(Records from a dataset)
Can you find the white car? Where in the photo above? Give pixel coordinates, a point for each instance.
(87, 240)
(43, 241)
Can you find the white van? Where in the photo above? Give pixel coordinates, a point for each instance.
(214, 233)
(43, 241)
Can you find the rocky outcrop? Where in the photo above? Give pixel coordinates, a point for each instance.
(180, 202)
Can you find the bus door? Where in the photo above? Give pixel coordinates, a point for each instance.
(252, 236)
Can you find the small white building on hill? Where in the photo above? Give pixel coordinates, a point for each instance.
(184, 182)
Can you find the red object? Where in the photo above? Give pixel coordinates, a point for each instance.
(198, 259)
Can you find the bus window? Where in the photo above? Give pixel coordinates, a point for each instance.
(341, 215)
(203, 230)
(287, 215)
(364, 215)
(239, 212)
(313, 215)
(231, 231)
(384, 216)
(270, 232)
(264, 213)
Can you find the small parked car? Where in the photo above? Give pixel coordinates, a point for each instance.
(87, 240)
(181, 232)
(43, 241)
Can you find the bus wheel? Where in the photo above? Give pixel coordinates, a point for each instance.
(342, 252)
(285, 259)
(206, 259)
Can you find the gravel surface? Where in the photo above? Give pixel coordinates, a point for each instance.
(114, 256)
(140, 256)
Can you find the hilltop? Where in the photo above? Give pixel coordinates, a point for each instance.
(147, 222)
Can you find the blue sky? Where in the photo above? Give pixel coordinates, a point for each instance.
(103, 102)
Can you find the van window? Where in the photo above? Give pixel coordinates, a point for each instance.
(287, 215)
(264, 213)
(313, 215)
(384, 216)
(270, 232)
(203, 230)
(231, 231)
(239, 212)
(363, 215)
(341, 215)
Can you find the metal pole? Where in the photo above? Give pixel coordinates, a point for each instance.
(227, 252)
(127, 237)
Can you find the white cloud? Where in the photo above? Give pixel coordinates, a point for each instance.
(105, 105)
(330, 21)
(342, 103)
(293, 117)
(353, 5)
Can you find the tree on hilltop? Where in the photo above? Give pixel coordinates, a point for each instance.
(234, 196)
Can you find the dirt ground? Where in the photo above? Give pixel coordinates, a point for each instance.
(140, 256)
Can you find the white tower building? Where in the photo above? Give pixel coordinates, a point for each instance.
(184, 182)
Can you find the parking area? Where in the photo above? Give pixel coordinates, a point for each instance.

■ REQUIRED ACTION: The answer must be the line containing "Can you find the dirt" and every line after it to the end of the records, repeated exactly.

■ ANSWER SECTION:
Can you find the dirt ground? Where in the photo above? Give pixel coordinates, a point for each instance.
(140, 256)
Can you find the white tower building? Where in the photo above? Give pixel coordinates, a point for each instance.
(184, 182)
Can you find the parking area? Where in the photo above? Give pixel coordinates, a point for each instance.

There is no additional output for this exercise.